**Aim a**
Set down the SPARQL property-path email below in full, word for word.

**Supplied passage**
—————

Re: SPARQL WG action on property paths from Lee Feigenbaum on 2012-04-06 (www-archive@w3.org from April 2012)

From: Lee Feigenbaum <lee@thefigtrees.net>
Date: Fri, 06 Apr 2012 06:35:33 -0400
To: jorge perez <jorge.perez.rojas@gmail.com>
CC: W Martens <martens.wim@gmail.com>, jeen.broekstra@gmail.com, Marcelo Arenas <marcelo.arenas1@gmail.com>, Sebastián Conca <sconca87@gmail.com>, www-archive@w3.org, Axel Polleres <axel@polleres.net>
Message-ID: <4F7EC6F5.3030104@thefigtrees.net>
Jorge,

Can you please let me know if you believe that the current consensus 
design addresses your concerns about the evaluation performance 
challenges of the Last Call design that you raised in your original 
message to the -comments list?

While I understand that there are a variety of considerations that 
relate to the particular design and that you may not be in favor of that 
design, I'm not in a position currently to have that discussion. If the 
group proceeds with this design direction, there will be--as 
always--opportunity to comment on it, and if you disagree with the 
outcome--to object to the specification's advancement towards W3C 
Recommendation. For the purposes of this email, I'm simply trying to 
understand if this design addresses the original concerns with 
performance evaluation of property paths.

—————

**Listing**
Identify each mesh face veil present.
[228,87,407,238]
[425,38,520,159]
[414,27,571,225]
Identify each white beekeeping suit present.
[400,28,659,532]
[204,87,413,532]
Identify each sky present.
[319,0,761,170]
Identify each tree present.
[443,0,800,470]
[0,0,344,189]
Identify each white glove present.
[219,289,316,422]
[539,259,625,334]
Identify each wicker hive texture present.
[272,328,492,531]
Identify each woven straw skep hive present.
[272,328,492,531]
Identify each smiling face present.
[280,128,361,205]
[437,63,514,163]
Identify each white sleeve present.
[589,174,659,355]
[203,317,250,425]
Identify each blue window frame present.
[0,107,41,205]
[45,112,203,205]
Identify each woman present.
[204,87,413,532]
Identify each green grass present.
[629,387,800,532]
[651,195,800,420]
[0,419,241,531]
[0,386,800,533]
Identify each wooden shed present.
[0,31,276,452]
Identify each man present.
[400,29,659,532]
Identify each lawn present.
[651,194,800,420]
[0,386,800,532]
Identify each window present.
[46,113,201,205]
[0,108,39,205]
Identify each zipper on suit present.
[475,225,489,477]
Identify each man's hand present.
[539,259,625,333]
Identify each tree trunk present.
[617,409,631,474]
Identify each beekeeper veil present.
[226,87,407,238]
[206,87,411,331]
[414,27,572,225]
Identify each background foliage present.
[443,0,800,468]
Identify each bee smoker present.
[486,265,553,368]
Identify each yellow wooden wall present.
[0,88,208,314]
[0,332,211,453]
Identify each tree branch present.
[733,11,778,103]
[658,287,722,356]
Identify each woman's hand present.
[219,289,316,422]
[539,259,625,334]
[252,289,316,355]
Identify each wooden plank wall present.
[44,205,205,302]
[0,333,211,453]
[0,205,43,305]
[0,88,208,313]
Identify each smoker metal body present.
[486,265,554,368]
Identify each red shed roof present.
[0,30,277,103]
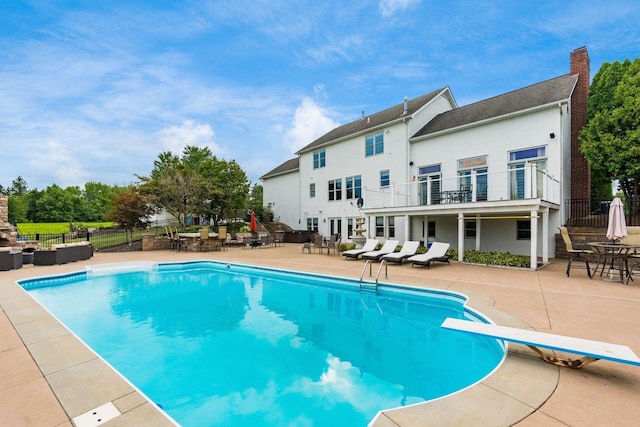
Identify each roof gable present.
[412,74,578,138]
[296,88,448,154]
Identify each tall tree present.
[138,146,249,227]
[35,184,75,222]
[106,187,154,245]
[580,59,640,209]
[82,182,121,221]
[5,176,29,224]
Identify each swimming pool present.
[20,262,504,426]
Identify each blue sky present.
[0,0,640,190]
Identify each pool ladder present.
[360,259,389,292]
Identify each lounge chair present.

—————

**Aim b**
Write out the records above again, requests included, starting at the first record and ending at the line that contains "[0,31,276,452]", both included. Offset every bounding-box coordinate by -56.

**Final answer a**
Re: SPARQL WG action on property paths from Lee Feigenbaum on 2012-04-06 (www-archive@w3.org from April 2012)

From: Lee Feigenbaum <lee@thefigtrees.net>
Date: Fri, 06 Apr 2012 06:35:33 -0400
To: jorge perez <jorge.perez.rojas@gmail.com>
CC: W Martens <martens.wim@gmail.com>, jeen.broekstra@gmail.com, Marcelo Arenas <marcelo.arenas1@gmail.com>, Sebastián Conca <sconca87@gmail.com>, www-archive@w3.org, Axel Polleres <axel@polleres.net>
Message-ID: <4F7EC6F5.3030104@thefigtrees.net>
Jorge,

Can you please let me know if you believe that the current consensus 
design addresses your concerns about the evaluation performance 
challenges of the Last Call design that you raised in your original 
message to the -comments list?

While I understand that there are a variety of considerations that 
relate to the particular design and that you may not be in favor of that 
design, I'm not in a position currently to have that discussion. If the 
group proceeds with this design direction, there will be--as 
always--opportunity to comment on it, and if you disagree with the 
outcome--to object to the specification's advancement towards W3C 
Recommendation. For the purposes of this email, I'm simply trying to 
understand if this design addresses the original concerns with 
performance evaluation of property paths.

**Final answer b**
Identify each mesh face veil present.
[172,31,351,182]
[369,-18,464,103]
[358,-29,515,169]
Identify each white beekeeping suit present.
[344,-28,603,476]
[148,31,357,476]
Identify each sky present.
[263,-56,705,114]
Identify each tree present.
[387,-56,744,414]
[-56,-56,288,133]
Identify each white glove present.
[163,233,260,366]
[483,203,569,278]
Identify each wicker hive texture present.
[216,272,436,475]
Identify each woven straw skep hive present.
[216,272,436,475]
Identify each smiling face present.
[224,72,305,149]
[381,7,458,107]
Identify each white sleeve present.
[533,118,603,299]
[147,261,194,369]
Identify each blue window frame present.
[-56,51,-15,149]
[-11,56,147,149]
Identify each woman present.
[148,31,357,476]
Identify each green grass present.
[573,331,744,476]
[595,139,744,364]
[-56,363,185,475]
[-56,330,744,477]
Identify each wooden shed present.
[-56,-25,220,396]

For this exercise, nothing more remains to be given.